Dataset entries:
◇ ◇ ◇ ◇
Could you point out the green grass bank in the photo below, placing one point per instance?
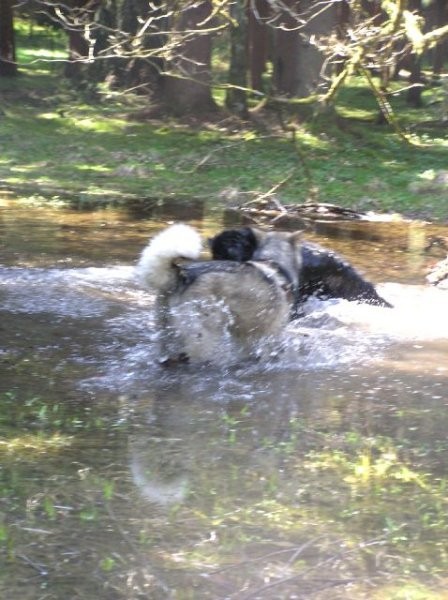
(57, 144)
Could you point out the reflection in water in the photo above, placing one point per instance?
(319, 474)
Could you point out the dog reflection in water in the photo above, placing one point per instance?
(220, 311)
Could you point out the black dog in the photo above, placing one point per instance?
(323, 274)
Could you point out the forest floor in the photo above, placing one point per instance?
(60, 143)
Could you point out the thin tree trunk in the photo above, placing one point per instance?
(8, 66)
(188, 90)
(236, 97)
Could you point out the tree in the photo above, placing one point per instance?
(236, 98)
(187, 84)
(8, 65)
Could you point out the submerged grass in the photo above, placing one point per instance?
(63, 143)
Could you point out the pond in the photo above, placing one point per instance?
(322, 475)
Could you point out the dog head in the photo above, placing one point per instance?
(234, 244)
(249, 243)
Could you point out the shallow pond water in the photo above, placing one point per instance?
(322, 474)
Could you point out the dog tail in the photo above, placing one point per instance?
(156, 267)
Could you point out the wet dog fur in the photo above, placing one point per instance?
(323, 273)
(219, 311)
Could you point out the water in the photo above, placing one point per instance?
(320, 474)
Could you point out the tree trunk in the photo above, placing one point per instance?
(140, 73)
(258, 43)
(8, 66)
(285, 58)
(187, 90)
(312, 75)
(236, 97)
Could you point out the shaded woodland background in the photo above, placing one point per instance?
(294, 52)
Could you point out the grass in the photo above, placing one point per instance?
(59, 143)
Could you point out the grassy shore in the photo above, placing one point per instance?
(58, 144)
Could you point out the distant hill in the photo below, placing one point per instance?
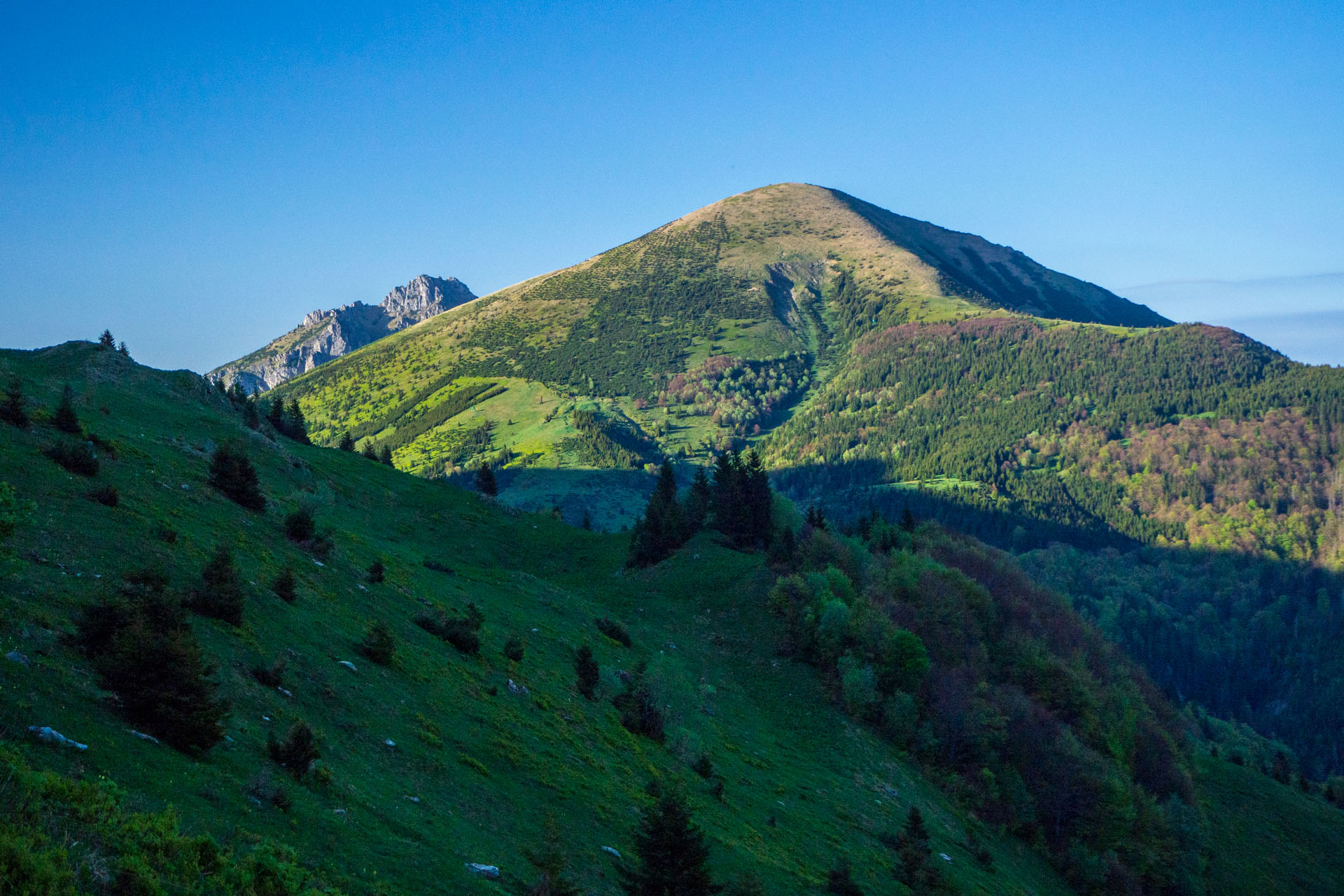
◇ ◇ ◇ ◇
■ What is required: Carry over every line in the stretch from the one containing "Could you point out the tree trunk" through the end of the lines, adding -102 to each coordinate in the answer points. Leave the pictures out.

■ Result of this exercise:
Could you point out the tree trunk in the photo above, placing one point per instance?
(38, -29)
(156, -59)
(-94, -36)
(183, -44)
(85, -12)
(210, -27)
(134, -5)
Could you point out the shaded woodland background in the photo above, placing one point per instance?
(192, -50)
Could you point out the grass in the photo above, placing one point per instance?
(-43, 41)
Could you point out the grassy shore in the photo above, placing one point per instance?
(-44, 42)
Could you point out the distant hill in the photo below, placing one point per instance?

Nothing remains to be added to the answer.